■ PASSAGE FOURNI:

À croire qu'il est devenu « in » de se réclamer du
logement social ! Ce quasi-consensus est bien fragile et la
situation pourrait très rapidement se retourner, surtout si les
investissements consentis par le gouvernement québécois s'avèrent être
un échec. Pour l'instant, nous ne pouvons cependant que nous appuyer
sur ce contexte nouveau et pour le moins favorable.
Des efforts qui ont commencé à payer
Les gains réalisés au cours de la dernière année, qu'ils soient
budgétaires ou plus idéologiques, ne sont toutefois pas le fruit du
hasard.
L'aggravation de la crise du logement y a joué un rôle
indéniable, mais il n'y a pas là d'automatisme, comme le prouve la
situation dans le reste du Canada où le mot même de logement social est
honni en dépit de la gravité et de la durée de la crise.
Nous devons également reconnaître que ce sont davantage les
retombées économiques du logement social que ses retombées sociales qui
ont convaincu le gouvernement Landry de l'inclure dans le programme de
relance (AGIR) qu'il a présenté lors du budget Marois.

■ LES LIGNES:
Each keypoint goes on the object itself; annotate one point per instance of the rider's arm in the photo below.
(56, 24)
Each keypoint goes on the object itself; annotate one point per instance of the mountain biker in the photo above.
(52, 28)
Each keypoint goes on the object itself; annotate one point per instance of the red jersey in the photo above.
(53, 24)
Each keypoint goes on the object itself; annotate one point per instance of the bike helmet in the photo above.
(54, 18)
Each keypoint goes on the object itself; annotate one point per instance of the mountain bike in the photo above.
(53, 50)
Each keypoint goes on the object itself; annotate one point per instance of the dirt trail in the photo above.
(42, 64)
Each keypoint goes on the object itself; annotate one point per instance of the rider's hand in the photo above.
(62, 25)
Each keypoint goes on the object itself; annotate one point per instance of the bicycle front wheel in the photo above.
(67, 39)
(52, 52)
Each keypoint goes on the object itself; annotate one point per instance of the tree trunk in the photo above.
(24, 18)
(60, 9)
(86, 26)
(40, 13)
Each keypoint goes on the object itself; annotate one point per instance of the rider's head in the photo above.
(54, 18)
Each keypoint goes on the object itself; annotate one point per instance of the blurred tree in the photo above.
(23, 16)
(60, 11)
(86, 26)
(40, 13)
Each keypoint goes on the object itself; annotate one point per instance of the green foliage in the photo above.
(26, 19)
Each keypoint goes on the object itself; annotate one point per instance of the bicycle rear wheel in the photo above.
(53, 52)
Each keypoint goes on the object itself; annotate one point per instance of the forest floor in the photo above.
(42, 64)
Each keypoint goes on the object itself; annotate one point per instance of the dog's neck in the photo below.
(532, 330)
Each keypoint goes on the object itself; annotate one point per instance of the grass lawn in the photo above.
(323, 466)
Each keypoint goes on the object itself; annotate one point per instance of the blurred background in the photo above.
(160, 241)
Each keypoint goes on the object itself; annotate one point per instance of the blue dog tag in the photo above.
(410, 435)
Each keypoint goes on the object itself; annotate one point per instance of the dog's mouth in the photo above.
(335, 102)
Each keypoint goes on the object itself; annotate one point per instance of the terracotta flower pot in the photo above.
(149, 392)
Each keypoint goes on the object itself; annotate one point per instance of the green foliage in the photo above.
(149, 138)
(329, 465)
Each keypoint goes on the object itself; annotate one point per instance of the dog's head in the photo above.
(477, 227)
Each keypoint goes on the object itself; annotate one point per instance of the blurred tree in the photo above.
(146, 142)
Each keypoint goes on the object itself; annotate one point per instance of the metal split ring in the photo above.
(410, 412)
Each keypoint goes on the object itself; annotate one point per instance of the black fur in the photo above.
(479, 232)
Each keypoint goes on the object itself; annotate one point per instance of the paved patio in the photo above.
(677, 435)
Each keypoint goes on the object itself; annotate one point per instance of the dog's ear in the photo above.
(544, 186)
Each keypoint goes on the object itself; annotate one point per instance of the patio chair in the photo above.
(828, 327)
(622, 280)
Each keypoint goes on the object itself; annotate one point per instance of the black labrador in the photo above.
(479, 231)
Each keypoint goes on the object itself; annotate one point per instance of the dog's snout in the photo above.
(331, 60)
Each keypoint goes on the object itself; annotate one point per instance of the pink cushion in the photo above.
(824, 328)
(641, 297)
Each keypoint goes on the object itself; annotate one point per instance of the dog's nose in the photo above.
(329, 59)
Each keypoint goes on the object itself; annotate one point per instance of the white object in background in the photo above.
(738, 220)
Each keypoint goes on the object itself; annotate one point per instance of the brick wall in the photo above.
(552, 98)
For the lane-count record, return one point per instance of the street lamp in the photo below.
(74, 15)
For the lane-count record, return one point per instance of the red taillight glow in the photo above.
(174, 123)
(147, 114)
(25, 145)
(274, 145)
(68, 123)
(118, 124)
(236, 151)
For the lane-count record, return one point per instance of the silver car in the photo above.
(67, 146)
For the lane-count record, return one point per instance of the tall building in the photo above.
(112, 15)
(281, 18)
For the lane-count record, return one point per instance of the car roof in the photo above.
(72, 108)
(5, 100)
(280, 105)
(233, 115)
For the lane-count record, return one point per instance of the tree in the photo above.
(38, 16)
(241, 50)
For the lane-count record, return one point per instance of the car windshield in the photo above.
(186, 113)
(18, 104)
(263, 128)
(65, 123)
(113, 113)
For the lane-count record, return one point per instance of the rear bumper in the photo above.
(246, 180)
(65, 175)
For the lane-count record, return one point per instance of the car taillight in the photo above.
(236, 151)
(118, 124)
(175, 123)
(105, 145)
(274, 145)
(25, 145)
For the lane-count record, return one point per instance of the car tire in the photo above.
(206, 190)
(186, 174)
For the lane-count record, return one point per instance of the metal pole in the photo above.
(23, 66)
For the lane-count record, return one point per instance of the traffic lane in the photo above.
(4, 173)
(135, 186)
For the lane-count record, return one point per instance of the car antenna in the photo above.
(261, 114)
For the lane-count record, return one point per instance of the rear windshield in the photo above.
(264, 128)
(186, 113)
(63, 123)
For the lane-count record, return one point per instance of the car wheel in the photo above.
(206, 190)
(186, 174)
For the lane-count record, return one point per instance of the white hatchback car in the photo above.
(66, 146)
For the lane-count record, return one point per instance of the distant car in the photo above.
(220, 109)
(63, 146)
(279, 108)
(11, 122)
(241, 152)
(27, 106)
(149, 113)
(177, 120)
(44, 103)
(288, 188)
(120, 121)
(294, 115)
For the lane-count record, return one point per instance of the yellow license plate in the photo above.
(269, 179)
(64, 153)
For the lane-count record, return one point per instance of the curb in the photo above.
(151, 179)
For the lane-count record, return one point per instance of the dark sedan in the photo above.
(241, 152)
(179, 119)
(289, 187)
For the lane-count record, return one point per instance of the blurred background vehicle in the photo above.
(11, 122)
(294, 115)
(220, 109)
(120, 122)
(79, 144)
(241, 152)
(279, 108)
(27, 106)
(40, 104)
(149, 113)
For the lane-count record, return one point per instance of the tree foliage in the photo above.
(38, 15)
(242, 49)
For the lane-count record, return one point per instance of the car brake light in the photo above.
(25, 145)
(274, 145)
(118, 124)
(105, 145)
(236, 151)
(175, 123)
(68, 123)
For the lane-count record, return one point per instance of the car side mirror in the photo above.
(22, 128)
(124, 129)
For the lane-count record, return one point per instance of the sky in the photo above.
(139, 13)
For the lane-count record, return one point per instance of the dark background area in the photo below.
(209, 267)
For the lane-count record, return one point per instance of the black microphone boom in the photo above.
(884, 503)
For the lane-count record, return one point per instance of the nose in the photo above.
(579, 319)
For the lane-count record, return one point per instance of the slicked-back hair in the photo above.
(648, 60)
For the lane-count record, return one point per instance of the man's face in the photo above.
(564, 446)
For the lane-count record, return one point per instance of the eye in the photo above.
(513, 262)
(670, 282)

■ EXERCICE COURT 1: Relevez tous les mots du passage sur le logement social qui portent une majuscule initiale sans être en début de phrase ou de titre.
■ EXERCICE COURT 2: Transcrivez en tableau Markdown les lignes à partir de celle qui contient « sky in the photo above. » jusqu'à la dernière ligne, comprises, sans lignes vides. Utilisez deux colonnes, « N° » pour la numérotation et « Ligne » pour le texte.
Ces lignes n'ont aucun lien avec le passage sur le logement social.

■ RÉPONSE COMPLÈTE 1:
- Canada
- Landry
- AGIR
- Marois

■ RÉPONSE COMPLÈTE 2:
| N° | Ligne |
|---|---|
| 1 | For the lane-count record, return one point per instance of the sky in the photo above. |
| 2 | (139, 13) |
| 3 | For the lane-count record, return one point per instance of the dark background area in the photo below. |
| 4 | (209, 267) |
| 5 | For the lane-count record, return one point per instance of the black microphone boom in the photo above. |
| 6 | (884, 503) |
| 7 | For the lane-count record, return one point per instance of the nose in the photo above. |
| 8 | (579, 319) |
| 9 | For the lane-count record, return one point per instance of the slicked-back hair in the photo above. |
| 10 | (648, 60) |
| 11 | For the lane-count record, return one point per instance of the man's face in the photo above. |
| 12 | (564, 446) |
| 13 | For the lane-count record, return one point per instance of the eye in the photo above. |
| 14 | (513, 262) |
| 15 | (670, 282) |